--- Supplied material ---
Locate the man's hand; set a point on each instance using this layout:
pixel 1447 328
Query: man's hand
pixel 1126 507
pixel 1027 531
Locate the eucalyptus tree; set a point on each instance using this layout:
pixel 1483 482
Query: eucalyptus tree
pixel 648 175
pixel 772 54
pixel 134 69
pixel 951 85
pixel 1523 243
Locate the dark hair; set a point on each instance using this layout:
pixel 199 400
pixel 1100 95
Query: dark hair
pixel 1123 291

--- Written instruction ---
Print every line of the records above again, character for character, with nothing left out.

--- Solution for this exercise ---
Locate the man's hand; set a point on each instance using this layout:
pixel 1447 328
Query: man's hand
pixel 1126 507
pixel 1027 531
Locate the eucalyptus tree; set a point on each instance using this layout:
pixel 1483 482
Query: eucalyptus tree
pixel 648 175
pixel 772 54
pixel 134 69
pixel 951 85
pixel 1523 243
Locate the dark hair; set a point on each instance using this layout:
pixel 199 400
pixel 1100 95
Query: dark hair
pixel 1123 291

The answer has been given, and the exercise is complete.